WHAT THE TASK ASKS = Rewrite the listing below with every "rough mask" changed to "coarse mask", keeping everything else the same.

INFORMATION PROVIDED =

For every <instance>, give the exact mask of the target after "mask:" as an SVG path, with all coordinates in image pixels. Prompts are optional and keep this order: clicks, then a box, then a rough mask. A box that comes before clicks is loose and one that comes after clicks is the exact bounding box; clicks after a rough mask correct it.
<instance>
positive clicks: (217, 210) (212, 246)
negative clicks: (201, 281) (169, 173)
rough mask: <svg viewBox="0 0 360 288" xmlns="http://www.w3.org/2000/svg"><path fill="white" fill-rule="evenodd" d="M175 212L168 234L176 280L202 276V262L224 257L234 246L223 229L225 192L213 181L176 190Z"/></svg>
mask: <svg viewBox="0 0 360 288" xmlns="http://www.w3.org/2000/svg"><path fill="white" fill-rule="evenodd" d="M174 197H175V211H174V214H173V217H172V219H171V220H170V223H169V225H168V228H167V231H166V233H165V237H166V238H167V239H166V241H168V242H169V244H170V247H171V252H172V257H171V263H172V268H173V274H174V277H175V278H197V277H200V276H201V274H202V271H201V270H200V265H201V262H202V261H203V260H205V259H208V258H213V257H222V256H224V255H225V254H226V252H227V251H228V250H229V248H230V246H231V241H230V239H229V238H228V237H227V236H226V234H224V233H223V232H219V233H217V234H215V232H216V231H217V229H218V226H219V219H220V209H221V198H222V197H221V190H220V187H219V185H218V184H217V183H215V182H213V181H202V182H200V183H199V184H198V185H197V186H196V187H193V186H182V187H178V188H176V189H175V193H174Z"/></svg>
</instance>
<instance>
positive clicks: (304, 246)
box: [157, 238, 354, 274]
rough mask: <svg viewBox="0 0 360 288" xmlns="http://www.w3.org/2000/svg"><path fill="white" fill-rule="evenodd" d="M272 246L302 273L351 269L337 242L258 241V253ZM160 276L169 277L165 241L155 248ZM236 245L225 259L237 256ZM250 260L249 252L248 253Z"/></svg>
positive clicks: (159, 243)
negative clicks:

SOLUTION FOR THIS EXERCISE =
For every <instance>, give the exact mask of the target after "mask:" as an SVG path, with all coordinates in image pixels. Prompts are optional and keep this order: clicks, then a box, then a coarse mask. A box that comes before clicks is loose and one that comes after clicks is the exact bounding box; clicks after a coarse mask correct it.
<instance>
positive clicks: (217, 210) (212, 246)
negative clicks: (201, 281) (169, 173)
coarse mask: <svg viewBox="0 0 360 288" xmlns="http://www.w3.org/2000/svg"><path fill="white" fill-rule="evenodd" d="M175 212L168 234L176 280L202 276V262L224 257L234 246L223 229L225 192L213 181L176 190Z"/></svg>
mask: <svg viewBox="0 0 360 288" xmlns="http://www.w3.org/2000/svg"><path fill="white" fill-rule="evenodd" d="M174 197H175V211H174V214H173V217H172V219H171V220H170V223H169V225H168V228H167V231H166V233H165V237H166V238H167V239H166V241H168V242H169V244H170V247H171V252H172V257H171V263H172V268H173V274H174V277H175V278H197V277H200V276H201V274H202V271H201V270H200V265H201V262H202V261H203V260H205V259H208V258H213V257H222V256H224V255H225V254H226V252H227V251H228V250H229V248H230V246H231V241H230V239H229V238H228V237H227V236H226V234H224V233H223V232H219V233H217V234H215V232H216V231H217V229H218V226H219V219H220V209H221V198H222V197H221V190H220V187H219V185H218V184H217V183H215V182H213V181H202V182H200V183H199V184H198V185H197V186H196V187H193V186H182V187H178V188H176V189H175V193H174Z"/></svg>
</instance>
<instance>
positive clicks: (304, 246)
box: [157, 238, 354, 274]
coarse mask: <svg viewBox="0 0 360 288" xmlns="http://www.w3.org/2000/svg"><path fill="white" fill-rule="evenodd" d="M272 246L302 273L351 269L337 242L258 241V253ZM160 276L169 277L165 241L155 248ZM236 245L225 259L237 256ZM250 260L249 252L248 253Z"/></svg>
positive clicks: (159, 243)
negative clicks:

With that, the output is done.